▶ _Records supplied_

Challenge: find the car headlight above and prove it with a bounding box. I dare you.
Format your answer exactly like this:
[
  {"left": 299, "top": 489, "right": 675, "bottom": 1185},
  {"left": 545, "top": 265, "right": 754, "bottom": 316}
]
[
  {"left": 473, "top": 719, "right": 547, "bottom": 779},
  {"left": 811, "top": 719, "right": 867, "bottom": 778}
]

▶ _What is asked_
Copy the lines above word for word, keeping every character, space and line break unchanged.

▶ _Right answer_
Challenge: find the car headlight above and prove it with a bounding box. I dare you.
Format your answer exactly like this:
[
  {"left": 299, "top": 489, "right": 675, "bottom": 1185},
  {"left": 545, "top": 265, "right": 754, "bottom": 316}
]
[
  {"left": 473, "top": 719, "right": 547, "bottom": 779},
  {"left": 811, "top": 719, "right": 867, "bottom": 778}
]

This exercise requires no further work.